'''

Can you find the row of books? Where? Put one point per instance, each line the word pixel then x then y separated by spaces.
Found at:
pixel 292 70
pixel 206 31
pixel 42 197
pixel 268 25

'''
'''

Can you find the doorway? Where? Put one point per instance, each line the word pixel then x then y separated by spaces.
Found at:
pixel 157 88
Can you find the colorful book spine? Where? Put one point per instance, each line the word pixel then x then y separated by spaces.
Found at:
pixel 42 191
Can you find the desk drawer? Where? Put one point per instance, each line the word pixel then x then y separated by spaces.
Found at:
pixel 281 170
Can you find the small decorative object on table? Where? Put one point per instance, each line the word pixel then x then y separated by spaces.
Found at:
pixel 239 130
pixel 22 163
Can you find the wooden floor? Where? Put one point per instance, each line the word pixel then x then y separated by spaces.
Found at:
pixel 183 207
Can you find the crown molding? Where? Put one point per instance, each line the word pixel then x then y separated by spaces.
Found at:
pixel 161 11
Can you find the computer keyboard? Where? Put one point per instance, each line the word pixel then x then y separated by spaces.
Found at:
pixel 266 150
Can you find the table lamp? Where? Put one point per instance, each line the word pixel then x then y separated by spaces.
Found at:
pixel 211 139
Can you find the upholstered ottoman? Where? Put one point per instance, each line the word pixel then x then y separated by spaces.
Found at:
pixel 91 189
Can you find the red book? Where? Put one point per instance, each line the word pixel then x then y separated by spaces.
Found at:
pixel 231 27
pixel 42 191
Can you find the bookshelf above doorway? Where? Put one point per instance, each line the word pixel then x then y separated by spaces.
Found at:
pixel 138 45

'''

## OBJECTIVE
Reproduce the rows precisely, starting at the line containing "Can you find the row" and ending at the line containing "pixel 268 25", both included.

## RESULT
Can you find the row of books? Where? Put one point per instance, each line the word pixel then x then y separated by spaces.
Found at:
pixel 292 70
pixel 206 31
pixel 42 197
pixel 268 25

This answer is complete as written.